* Instructions for the task *
From the line containing "of the window." down to the final line of the entries below, restate each line word for word and add nothing.

Content starts

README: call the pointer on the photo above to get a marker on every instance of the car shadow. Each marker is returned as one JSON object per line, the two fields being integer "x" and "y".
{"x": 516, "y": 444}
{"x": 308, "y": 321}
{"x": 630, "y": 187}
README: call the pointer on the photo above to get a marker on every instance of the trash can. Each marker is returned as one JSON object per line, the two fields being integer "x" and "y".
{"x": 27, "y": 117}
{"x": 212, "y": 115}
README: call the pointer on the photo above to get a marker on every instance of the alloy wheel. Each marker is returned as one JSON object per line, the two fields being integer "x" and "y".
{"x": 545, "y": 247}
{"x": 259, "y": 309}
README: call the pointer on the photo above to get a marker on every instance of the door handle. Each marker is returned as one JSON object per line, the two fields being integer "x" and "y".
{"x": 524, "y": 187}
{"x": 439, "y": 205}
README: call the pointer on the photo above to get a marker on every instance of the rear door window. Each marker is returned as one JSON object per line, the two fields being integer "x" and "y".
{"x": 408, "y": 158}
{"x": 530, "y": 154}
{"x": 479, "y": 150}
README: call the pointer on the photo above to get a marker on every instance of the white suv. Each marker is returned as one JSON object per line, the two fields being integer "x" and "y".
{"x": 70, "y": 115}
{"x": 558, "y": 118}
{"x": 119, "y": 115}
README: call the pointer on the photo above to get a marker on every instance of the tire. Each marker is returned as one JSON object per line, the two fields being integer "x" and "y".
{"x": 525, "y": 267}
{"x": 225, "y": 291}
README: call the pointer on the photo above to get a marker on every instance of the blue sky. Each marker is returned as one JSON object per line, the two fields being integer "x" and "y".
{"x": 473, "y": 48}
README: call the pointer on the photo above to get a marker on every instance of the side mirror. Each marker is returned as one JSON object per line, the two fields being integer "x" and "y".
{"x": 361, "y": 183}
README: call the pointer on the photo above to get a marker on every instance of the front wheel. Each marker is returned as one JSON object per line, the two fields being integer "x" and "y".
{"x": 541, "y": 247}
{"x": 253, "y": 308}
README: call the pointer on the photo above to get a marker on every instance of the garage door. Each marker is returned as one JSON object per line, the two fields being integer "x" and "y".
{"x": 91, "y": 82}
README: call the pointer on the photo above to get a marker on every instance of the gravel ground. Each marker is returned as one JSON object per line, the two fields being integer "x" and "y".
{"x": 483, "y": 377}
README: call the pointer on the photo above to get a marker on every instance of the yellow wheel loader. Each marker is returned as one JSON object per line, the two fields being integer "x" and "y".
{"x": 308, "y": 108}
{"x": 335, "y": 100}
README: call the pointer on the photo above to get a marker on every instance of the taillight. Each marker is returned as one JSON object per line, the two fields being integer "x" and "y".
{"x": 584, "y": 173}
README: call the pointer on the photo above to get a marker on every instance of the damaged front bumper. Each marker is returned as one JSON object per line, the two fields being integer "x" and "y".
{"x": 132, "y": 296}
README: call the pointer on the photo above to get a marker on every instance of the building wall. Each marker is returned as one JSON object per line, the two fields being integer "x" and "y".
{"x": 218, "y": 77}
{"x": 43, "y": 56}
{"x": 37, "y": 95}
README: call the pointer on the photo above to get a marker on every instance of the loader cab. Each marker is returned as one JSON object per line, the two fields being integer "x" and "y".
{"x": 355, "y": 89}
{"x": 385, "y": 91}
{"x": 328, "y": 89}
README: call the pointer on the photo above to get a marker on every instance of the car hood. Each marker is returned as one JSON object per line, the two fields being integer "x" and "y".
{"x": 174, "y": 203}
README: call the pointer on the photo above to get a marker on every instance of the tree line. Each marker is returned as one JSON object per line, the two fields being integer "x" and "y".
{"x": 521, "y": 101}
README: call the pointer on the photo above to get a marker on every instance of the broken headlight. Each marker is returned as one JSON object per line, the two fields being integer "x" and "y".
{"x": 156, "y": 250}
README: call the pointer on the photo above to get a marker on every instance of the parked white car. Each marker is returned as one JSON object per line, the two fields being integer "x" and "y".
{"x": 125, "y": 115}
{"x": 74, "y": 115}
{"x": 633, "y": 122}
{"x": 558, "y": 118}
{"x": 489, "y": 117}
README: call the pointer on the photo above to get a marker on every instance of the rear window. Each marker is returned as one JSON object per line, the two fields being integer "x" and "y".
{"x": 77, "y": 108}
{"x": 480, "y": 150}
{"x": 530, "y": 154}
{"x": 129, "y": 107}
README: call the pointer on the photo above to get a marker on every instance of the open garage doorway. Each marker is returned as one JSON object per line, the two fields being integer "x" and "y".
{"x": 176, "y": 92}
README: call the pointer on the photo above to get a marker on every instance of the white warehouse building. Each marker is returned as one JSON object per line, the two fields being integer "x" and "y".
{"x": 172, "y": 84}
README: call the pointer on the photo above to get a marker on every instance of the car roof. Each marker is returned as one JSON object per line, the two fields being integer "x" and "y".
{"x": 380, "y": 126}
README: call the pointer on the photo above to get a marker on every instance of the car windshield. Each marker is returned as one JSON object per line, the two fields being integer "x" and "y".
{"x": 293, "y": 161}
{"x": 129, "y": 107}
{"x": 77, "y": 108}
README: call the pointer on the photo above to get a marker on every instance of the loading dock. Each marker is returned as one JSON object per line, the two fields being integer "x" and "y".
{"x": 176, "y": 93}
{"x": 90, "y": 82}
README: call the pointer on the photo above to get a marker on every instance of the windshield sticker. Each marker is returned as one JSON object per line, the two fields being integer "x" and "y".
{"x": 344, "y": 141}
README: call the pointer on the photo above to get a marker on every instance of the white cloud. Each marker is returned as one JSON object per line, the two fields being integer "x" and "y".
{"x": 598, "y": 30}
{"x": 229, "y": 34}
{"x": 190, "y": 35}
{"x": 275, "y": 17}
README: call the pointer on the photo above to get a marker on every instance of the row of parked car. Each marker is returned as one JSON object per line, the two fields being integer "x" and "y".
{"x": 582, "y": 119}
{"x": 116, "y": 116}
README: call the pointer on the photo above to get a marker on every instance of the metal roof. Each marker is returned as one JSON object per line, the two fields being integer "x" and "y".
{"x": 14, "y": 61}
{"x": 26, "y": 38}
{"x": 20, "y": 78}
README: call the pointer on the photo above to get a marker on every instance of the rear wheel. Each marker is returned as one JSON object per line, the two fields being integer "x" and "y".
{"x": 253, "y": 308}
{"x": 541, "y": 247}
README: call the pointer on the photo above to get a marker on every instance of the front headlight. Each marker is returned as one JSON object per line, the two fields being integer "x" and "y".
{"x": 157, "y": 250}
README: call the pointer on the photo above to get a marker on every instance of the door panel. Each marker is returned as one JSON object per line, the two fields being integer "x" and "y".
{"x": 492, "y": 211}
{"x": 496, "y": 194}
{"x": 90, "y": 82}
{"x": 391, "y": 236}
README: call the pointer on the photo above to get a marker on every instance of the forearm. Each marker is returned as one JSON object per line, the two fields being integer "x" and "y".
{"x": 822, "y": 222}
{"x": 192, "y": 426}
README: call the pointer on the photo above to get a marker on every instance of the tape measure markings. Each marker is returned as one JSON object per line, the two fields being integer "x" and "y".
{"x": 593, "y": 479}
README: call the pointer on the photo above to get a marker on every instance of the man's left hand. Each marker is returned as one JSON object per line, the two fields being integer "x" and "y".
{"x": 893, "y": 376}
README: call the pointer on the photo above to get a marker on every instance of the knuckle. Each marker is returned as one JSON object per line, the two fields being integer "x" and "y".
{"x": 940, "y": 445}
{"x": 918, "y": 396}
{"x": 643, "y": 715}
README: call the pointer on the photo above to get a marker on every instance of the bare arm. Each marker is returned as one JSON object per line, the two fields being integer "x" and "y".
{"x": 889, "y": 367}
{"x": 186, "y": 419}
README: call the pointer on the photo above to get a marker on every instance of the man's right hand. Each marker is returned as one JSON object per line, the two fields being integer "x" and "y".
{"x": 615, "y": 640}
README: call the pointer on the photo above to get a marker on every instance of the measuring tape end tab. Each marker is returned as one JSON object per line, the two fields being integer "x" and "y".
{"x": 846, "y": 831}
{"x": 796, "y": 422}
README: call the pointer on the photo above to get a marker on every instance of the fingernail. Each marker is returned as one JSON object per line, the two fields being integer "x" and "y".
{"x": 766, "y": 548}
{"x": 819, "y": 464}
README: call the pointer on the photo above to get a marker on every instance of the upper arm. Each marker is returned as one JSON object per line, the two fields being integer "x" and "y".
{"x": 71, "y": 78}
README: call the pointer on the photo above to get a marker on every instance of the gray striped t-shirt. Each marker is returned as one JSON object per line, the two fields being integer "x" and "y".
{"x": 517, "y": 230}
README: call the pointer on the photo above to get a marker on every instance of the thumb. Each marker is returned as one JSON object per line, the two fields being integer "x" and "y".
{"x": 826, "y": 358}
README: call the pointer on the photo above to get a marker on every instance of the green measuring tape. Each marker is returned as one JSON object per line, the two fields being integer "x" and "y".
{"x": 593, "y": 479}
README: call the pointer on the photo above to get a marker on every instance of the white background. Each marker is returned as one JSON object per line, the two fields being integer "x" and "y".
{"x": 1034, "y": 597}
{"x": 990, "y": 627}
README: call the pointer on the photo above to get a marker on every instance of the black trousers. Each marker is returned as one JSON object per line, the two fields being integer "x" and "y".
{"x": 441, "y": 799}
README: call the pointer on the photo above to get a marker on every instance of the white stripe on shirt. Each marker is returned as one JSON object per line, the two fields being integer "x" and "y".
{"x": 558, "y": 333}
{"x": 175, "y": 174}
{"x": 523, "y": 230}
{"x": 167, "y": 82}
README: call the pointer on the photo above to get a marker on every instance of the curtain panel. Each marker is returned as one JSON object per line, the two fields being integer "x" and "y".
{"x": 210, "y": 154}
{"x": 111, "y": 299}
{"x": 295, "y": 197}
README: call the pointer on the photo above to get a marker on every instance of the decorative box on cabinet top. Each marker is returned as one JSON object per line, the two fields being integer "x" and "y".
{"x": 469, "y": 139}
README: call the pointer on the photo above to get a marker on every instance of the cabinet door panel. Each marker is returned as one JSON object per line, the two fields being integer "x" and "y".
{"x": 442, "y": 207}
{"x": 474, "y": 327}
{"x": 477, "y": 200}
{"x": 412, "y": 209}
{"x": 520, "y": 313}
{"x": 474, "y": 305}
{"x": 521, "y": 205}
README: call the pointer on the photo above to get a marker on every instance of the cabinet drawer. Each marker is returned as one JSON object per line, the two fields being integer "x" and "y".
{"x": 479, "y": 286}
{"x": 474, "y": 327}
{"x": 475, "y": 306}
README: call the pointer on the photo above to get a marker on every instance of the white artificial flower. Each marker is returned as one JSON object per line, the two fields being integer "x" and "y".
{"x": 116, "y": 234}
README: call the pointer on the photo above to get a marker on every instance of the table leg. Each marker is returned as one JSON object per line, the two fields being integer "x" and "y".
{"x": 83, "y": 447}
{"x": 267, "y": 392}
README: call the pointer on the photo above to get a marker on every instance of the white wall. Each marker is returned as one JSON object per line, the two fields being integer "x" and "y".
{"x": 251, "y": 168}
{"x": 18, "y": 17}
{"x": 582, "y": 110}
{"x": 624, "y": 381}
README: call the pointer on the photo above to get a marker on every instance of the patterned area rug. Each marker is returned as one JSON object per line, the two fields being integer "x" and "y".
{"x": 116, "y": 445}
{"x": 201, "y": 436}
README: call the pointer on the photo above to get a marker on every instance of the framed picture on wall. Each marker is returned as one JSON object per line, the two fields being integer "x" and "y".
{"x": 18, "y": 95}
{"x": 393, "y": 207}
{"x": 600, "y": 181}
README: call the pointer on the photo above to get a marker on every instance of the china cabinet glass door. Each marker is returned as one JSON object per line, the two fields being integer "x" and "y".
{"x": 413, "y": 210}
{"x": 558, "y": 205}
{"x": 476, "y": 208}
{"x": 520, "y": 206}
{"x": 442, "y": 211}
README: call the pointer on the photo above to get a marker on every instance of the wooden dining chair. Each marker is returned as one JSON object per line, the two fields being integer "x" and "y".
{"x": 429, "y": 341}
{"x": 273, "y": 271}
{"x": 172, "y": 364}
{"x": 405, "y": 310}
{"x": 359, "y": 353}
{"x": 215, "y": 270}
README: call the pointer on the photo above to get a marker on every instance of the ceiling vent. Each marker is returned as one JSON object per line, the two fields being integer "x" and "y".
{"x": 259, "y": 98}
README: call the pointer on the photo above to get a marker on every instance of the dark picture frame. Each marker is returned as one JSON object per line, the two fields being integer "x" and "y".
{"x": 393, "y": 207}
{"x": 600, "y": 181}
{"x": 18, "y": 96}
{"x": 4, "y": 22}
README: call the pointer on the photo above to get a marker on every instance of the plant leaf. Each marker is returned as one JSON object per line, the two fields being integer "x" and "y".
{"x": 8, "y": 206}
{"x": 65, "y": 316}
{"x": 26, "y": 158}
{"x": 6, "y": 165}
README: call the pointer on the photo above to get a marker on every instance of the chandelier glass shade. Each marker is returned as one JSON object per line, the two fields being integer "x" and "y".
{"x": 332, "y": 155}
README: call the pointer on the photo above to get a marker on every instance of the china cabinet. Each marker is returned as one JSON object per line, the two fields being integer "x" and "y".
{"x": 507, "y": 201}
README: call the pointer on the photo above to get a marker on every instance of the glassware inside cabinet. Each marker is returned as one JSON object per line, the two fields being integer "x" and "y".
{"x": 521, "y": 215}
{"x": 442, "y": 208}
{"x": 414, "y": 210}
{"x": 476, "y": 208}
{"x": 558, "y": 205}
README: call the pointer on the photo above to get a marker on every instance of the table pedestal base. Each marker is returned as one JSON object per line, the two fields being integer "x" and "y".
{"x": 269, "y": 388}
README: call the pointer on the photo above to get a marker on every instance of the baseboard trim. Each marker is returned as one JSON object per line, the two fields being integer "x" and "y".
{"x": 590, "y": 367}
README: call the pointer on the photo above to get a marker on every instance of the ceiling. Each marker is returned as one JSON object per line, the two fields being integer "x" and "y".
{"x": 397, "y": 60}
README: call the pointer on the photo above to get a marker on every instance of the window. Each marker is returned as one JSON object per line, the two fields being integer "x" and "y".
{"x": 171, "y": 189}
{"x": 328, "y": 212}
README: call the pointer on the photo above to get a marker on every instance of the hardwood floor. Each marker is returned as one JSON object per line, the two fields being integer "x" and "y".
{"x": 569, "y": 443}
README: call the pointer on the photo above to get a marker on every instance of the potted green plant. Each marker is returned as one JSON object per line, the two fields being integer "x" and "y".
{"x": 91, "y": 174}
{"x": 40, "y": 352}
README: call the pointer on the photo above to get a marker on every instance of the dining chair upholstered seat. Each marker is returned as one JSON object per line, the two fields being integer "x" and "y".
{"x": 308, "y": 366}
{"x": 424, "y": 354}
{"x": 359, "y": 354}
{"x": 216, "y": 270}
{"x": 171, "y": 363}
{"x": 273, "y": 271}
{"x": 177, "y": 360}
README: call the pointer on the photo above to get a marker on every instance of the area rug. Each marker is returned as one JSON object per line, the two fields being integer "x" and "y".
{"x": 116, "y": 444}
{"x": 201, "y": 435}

Content ends

* Solution to the problem *
README: call the pointer on the photo above to get a marker on every instance of the window. Each marker is returned as one JSON object per line, the two fields being integer "x" and "y".
{"x": 171, "y": 189}
{"x": 328, "y": 212}
README: call the pointer on the photo above to get a marker on every instance of the hardwood floor. Each marker is returned as one JSON object per line, the two fields being integer "x" and "y".
{"x": 569, "y": 443}
README: call the pointer on the photo above to get a marker on every instance of the potted green plant. Each marker is returned as one JSON object per line, the two fields being integer "x" and "y".
{"x": 91, "y": 174}
{"x": 40, "y": 352}
README: call the pointer on the photo above to get a marker on every instance of the dining chair upholstered seat. Each marker is returned as one JSON object per line, the two fields being integer "x" and "y".
{"x": 308, "y": 366}
{"x": 424, "y": 354}
{"x": 359, "y": 354}
{"x": 216, "y": 270}
{"x": 171, "y": 363}
{"x": 273, "y": 271}
{"x": 177, "y": 360}
README: call the pointer on the photo above to get a marker on every instance of the area rug. Each marker is returned as one JSON object per line, the two fields being integer "x" and "y".
{"x": 116, "y": 444}
{"x": 201, "y": 435}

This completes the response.